§ **EXCERPTED TEXT**
>Суббота, 1 января 2022, 17:41 +03:00 от Rowan Tommins 
><rowan.coll...@gmail.com>:
> 
>On 31/12/2021 00:21, Kirill Nesmeyanov wrote:
>> I support this behavior fix because in its current form, due to a similar 
>> problem (almost?), all PSR-7 implementations contain bugs that violate 
>> RFC7230 (section 3.2: 
>> https://datatracker.ietf.org/doc/html/rfc7230#section-3.2 ). Thus, 
>> physically, by the standard, all headers can have the name "0" (like «0: 
>> value»), but when stored inside implementations, it is converted to a string 
>> and a problem arises ($message->getHeaders() // returns array<int|string, 
>> string> instead of array<string, string>).
>
>You appear to be technically correct - the RFC defines a header name
>only as "token", which implies the following would all be valid HTTP
>headers:
>
>42: The Answer
>!: Bang
>^_^: Surprised
>
>In practice, it would be a bad idea to use any of these.

[Rows of box annotation data]
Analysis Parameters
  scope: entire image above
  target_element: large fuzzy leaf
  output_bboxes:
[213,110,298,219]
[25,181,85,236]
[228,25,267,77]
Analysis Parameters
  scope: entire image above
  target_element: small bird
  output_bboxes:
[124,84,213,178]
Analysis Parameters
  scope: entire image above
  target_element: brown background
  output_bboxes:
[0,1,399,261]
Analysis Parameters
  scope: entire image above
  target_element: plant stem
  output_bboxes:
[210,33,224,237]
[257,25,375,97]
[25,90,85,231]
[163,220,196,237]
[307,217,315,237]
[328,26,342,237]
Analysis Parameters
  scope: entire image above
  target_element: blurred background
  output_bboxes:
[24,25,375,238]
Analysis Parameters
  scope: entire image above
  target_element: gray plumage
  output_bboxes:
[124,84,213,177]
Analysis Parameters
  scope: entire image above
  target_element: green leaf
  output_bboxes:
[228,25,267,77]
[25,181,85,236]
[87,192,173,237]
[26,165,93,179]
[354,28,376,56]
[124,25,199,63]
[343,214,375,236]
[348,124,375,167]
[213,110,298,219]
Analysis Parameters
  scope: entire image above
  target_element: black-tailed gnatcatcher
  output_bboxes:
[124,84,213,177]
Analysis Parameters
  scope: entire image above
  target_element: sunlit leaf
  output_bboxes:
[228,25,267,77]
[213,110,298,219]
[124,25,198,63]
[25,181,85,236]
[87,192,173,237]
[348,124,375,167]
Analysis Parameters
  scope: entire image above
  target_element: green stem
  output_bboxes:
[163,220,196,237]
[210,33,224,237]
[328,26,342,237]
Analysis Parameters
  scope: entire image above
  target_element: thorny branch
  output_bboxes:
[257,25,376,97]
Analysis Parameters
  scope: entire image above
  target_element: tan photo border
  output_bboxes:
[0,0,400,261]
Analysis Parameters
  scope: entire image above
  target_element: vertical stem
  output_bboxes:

§ **PROMPT**
Write the next few sentences of the mailing-list reply about HTTP header names like "0", continuing after its last sentence.

§ **RESPONSE TO THIS TASK**
>
>Every single one of the field names registered with IANA [1] starts with
>a letter, and proceeds with only letters, digits, and hyphen ('-'). [The
>exception is "*", listed there as "reserved" to specifically prevent its
>use conflicting with the wild-card value in "Vary" lists.]
>
>I'm actually surprised this definition hasn't been updated with
>interoperability advice in recent revisions of the standard. I did find
>this general advice for internet message headers in RFC 3864 [2]:
>
> > Thus, for maximum flexibility, header field names SHOULD further be
> >  restricted to just letters, digits, hyphen ('-') and underscore ('_')
> >  characters, with the first character being a letter or underscore.
>
>The additional restriction on underscore ('_') in HTTP arises from CGI,
>which maps headers to environment variables. For instance, Apache httpd
>silently drops headers with anything other than letters, digits, and
>hyphen [3] to avoid security issues caused by environment manipulation.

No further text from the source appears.